Reproduce each line of the listing below without any changes.

begin Extracted information

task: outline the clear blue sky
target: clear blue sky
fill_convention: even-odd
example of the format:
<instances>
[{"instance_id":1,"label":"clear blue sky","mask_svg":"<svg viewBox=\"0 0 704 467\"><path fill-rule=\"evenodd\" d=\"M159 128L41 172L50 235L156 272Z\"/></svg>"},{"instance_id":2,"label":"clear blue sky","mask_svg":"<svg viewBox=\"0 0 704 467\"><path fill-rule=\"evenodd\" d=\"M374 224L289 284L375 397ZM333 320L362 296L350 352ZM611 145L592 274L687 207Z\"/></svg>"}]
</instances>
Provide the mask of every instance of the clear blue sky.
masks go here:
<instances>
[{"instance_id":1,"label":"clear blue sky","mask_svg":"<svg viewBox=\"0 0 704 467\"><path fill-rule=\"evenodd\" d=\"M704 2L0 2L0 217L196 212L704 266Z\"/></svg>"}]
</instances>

end Extracted information

■ Problem solution ■
task: outline the clear blue sky
target: clear blue sky
fill_convention: even-odd
example of the format:
<instances>
[{"instance_id":1,"label":"clear blue sky","mask_svg":"<svg viewBox=\"0 0 704 467\"><path fill-rule=\"evenodd\" d=\"M159 128L41 172L50 235L156 272Z\"/></svg>"},{"instance_id":2,"label":"clear blue sky","mask_svg":"<svg viewBox=\"0 0 704 467\"><path fill-rule=\"evenodd\" d=\"M374 224L289 284L375 397ZM333 320L362 296L350 352ZM611 145L592 274L687 207Z\"/></svg>"}]
</instances>
Provide the mask of every instance of the clear blue sky.
masks go here:
<instances>
[{"instance_id":1,"label":"clear blue sky","mask_svg":"<svg viewBox=\"0 0 704 467\"><path fill-rule=\"evenodd\" d=\"M704 2L0 2L0 217L196 212L704 266Z\"/></svg>"}]
</instances>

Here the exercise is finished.